● **Problem to work on**:
Copy all the lines of the data that include the word "approximate".

Records from a data source
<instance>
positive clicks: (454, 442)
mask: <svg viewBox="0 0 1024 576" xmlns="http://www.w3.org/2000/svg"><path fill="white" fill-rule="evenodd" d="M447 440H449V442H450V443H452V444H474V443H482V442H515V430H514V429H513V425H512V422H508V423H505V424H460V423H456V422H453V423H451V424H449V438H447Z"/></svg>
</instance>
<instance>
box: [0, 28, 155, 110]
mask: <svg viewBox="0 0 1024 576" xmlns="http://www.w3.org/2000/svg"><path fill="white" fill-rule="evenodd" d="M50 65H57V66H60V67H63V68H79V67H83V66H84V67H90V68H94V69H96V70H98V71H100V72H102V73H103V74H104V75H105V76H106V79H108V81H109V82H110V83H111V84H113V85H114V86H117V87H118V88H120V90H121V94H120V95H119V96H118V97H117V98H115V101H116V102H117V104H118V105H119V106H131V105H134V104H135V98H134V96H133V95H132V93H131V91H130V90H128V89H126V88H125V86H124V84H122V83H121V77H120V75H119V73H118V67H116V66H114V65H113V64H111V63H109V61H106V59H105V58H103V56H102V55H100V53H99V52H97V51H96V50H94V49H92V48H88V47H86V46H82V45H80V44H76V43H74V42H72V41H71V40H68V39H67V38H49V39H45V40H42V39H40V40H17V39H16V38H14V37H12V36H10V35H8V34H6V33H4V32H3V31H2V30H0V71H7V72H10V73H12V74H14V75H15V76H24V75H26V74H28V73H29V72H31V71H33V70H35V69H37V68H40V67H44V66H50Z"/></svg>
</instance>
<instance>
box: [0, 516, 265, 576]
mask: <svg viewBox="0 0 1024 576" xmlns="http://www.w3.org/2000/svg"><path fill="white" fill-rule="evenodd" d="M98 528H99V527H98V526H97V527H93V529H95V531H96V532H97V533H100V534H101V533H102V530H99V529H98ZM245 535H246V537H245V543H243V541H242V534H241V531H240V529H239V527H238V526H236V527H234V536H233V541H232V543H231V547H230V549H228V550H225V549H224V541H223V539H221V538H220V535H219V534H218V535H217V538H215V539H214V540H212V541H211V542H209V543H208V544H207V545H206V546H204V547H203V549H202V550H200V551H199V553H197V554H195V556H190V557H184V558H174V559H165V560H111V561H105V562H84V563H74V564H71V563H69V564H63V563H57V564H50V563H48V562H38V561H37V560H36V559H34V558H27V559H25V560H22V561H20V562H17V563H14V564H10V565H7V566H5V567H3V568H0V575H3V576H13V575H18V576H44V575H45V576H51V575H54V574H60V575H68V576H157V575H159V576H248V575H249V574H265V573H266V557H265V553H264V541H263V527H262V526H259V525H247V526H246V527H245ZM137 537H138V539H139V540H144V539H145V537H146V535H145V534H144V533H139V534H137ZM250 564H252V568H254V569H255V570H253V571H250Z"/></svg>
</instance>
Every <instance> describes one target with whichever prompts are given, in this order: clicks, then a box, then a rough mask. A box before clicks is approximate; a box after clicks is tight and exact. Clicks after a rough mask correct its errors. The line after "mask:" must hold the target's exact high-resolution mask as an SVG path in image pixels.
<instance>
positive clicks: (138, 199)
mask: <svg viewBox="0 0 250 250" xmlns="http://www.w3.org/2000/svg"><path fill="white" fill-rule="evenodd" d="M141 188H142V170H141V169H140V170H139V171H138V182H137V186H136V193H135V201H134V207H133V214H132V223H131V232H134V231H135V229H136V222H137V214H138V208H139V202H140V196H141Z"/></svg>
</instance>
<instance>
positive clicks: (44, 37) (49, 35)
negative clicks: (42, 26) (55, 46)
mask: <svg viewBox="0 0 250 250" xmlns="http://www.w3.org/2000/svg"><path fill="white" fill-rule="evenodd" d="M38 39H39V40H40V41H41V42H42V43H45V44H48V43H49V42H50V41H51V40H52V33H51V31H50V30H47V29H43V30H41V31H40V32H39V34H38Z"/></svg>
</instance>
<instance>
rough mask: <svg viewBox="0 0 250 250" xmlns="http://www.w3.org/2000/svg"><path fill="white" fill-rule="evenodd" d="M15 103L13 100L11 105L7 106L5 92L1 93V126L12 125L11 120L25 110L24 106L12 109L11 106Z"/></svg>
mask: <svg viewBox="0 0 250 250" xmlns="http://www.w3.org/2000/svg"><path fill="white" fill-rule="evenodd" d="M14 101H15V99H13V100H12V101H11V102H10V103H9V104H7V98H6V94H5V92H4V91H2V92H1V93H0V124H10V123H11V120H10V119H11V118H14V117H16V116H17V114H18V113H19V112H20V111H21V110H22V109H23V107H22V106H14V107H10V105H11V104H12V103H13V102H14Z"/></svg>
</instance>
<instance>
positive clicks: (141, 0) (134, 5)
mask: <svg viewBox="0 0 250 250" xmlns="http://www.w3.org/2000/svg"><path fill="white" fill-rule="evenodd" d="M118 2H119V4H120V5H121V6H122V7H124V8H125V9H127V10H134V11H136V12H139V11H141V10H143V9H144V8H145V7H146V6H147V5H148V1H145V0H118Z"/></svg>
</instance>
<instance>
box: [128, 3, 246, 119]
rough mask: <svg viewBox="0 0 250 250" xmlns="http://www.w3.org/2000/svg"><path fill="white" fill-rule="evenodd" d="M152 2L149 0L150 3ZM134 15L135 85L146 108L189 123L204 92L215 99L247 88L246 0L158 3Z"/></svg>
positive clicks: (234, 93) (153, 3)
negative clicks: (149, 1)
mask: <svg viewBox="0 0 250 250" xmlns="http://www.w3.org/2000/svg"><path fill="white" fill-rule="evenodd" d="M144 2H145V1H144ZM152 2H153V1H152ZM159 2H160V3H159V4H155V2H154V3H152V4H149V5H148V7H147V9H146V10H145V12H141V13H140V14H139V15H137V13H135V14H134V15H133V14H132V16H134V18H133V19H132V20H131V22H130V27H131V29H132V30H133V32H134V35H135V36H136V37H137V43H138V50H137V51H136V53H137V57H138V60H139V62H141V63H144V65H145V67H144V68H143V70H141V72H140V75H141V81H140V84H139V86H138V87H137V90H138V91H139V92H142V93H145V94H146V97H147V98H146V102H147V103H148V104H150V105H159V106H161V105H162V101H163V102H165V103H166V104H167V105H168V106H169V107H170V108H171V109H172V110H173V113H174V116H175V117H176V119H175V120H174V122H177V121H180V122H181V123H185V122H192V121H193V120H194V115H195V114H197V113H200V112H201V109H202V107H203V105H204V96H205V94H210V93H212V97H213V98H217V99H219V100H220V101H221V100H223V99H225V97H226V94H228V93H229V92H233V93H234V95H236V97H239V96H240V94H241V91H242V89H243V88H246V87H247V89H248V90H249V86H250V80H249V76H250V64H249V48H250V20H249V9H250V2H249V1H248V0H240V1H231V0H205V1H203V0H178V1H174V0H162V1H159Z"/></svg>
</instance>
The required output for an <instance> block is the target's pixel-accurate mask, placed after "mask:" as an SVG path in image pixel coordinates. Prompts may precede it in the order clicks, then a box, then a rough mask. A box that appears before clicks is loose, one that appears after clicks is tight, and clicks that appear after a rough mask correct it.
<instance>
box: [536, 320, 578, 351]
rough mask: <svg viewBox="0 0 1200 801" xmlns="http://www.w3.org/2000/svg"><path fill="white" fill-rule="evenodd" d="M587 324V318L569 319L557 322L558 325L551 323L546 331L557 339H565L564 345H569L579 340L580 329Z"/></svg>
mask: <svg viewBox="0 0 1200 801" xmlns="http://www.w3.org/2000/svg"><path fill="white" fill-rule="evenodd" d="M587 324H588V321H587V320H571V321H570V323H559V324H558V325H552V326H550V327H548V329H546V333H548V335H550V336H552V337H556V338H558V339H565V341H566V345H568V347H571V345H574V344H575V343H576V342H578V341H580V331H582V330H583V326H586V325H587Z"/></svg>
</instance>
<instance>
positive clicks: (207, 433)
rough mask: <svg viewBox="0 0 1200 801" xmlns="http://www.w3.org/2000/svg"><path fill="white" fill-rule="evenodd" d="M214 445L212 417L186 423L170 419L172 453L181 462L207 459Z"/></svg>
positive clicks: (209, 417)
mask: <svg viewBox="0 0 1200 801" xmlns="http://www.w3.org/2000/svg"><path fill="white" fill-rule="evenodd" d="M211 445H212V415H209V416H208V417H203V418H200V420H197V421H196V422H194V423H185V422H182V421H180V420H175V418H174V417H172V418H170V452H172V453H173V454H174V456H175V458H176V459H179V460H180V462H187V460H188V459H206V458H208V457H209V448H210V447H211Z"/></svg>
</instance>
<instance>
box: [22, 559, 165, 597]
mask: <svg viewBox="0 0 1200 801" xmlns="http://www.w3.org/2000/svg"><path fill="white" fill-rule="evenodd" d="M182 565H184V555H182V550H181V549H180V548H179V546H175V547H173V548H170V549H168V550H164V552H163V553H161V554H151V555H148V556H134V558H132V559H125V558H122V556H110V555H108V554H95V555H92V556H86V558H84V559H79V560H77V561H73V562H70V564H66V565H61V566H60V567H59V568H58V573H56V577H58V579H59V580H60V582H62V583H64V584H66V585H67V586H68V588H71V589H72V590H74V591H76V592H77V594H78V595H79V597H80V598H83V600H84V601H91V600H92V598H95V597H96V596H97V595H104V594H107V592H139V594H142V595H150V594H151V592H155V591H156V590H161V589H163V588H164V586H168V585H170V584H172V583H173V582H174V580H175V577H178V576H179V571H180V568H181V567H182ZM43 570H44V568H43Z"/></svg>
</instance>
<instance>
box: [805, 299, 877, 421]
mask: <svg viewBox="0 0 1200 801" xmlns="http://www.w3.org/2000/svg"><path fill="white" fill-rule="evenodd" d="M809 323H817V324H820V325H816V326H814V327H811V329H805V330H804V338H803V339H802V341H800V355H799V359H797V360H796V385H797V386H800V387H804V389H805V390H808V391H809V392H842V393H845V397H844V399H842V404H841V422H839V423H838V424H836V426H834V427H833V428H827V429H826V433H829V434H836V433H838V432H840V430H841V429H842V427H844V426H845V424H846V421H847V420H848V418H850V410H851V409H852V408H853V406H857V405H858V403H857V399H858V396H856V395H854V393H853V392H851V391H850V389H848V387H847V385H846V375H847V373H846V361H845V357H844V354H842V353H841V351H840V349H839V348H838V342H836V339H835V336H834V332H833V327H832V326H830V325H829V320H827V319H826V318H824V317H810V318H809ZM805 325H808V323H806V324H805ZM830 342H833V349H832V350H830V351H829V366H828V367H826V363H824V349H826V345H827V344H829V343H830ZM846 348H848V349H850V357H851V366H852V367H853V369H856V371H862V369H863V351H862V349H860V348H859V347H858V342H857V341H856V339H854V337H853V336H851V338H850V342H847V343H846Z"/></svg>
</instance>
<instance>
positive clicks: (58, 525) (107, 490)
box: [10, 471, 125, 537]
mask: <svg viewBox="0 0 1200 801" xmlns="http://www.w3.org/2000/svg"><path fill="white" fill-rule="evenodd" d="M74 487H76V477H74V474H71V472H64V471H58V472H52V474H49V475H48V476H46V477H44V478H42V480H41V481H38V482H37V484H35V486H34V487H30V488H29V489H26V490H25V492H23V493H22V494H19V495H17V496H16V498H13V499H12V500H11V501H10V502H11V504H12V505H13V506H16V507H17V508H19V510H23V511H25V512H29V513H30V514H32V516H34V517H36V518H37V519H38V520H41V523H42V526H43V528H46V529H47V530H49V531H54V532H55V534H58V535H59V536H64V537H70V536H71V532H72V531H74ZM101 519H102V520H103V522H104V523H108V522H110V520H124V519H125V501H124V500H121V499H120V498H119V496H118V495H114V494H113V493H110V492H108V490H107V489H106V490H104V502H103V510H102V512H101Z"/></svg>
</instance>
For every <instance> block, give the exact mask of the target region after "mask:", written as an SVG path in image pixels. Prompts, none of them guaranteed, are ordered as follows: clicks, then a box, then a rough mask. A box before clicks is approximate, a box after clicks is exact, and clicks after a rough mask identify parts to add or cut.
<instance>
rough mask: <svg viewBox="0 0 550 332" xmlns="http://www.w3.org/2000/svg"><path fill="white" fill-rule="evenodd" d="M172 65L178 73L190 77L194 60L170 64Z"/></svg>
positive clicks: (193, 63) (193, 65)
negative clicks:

● **Output of the exercise**:
Every <instance> describes one target with whichever prompts are given, in this order: clicks, then a box, then a rough mask. A box before clicks is approximate; a box after clicks is tight and exact. Clicks after a rough mask correct its errors. The line after "mask:" must hold the target's exact high-resolution mask as an SVG path in image pixels.
For every <instance> block, give the exact mask of the target region after "mask:", written as an SVG path in image pixels. Prompts, none of them guaranteed, are ordered as follows: clicks, then a box, then a rough mask. A box before clicks is approximate, a box after clicks is exact, and clicks after a rough mask identify parts to add or cut.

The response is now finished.